**Your tasks**
(1) Write out everything in the passage about the American air strikes on Nagumo's carriers from "Not a single" down to "U.S. submarine Nautilus.".
(2) In the passage about the American air strikes on Nagumo's carriers, which submarine broke Soryu in two?
(3) Proceed with the passage about the American air strikes on Nagumo's carriers, picking up right after its final sentence.

**Extracted text**
-------
At seven that morning, 175 miles from the enemy’s calculated position, Spruance ordered Enterprise and Hornet to launch planes. Twenty Wildcats, sixty-seven Dauntless dive-bombers, and twenty-nine Devastator dive-bombers—116 planes in all—went hurtling aloft. Admiral Fletcher delayed Yorktown’s launching on the chance that other targets might be discovered. Even so, by nine o’clock, just as the last of the warbirds from Enterprise and Hornet were airborne, Yorktown had thirty-five planes—six Wildcats, seventeen Dauntlesses, and twelve Devastators—in the skies.

Most of them caught Nagumo. They found his four big carriers as expected, rearming and refueling.

Hornet’s torpedo-bombers—her fighters and dive-bombers missed the enemy entirely—attacked first. They were annihilated. Of fifteen Devastators that struck, every one was shot down and only one pilot survived. Enterprise’s torpedo squadron skimmed in next, and was also slaughtered: ten out of fourteen destroyed. Then came Yorktown’s dozen Devastators, and only four survived.

Not a single Japanese ship was touched.

In about a hundred glittering seconds it seemed to Chuichi Nagumo that the war was won.

And then the matchless American dive-bombers also found the Japanese.

There were thirty-seven Dauntlesses from Enterprise under Lieutenant Commander Clarence McCluskey. McCluskey took half of them down on Kaga, while Lieutenant Earl Gallaher led the rest against Akagi.

They sank them both.

Next, seventeen Dauntlesses from Yorktown under Lieutenant Commander Max Leslie fell upon Soryu and left her a crippled wreck to be broken in two by the torpedoes of U.S. submarine Nautilus.
-------
**Stored data**
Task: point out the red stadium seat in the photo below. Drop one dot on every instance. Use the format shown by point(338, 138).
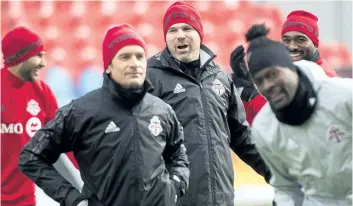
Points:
-------
**Task-by-task answers**
(1)
Not a single Japanese ship was touched.

In about a hundred glittering seconds it seemed to Chuichi Nagumo that the war was won.

And then the matchless American dive-bombers also found the Japanese.

There were thirty-seven Dauntlesses from Enterprise under Lieutenant Commander Clarence McCluskey. McCluskey took half of them down on Kaga, while Lieutenant Earl Gallaher led the rest against Akagi.

They sank them both.

Next, seventeen Dauntlesses from Yorktown under Lieutenant Commander Max Leslie fell upon Soryu and left her a crippled wreck to be broken in two by the torpedoes of U.S. submarine Nautilus.

(2) The U.S. submarine Nautilus broke Soryu in two with its torpedoes.

(3)
In six minutes, Nagumo had lost his own flagship—having to transfer to the cruiser Nagara—and two other carriers. But he retaliated by ending the career of Yorktown. And while the bold Japanese Kates were breaking through Yorktown’s antiaircraft screen to put three torpedoes into the great ship’s hull, twenty-four Dauntlesses led by the formidable Gallaher found Hiryu, fell upon her, and put her on the bottom.

Well to the rear with Yamato and the Main Body, Isoroku Yamamoto read reports of the battle in stunned silence. His entire fast carrier group—four big flattops—had been lost, against only one American carrier sunk. With them went their complement of 250 planes, and 2200 officers and men. Although the smaller northern force had seized bases in the Aleutians, it had failed in its chief mission: to lure the Americans away from Midway.

Yamamoto recognized disaster when he saw it, and he ordered a general retirement. For the first time in 350 years Japan had suffered a naval defeat. At one blow—in a single day’s fighting—the advantage gained at Pearl Harbor had been lost and parity in carrier power was restored in the Pacific.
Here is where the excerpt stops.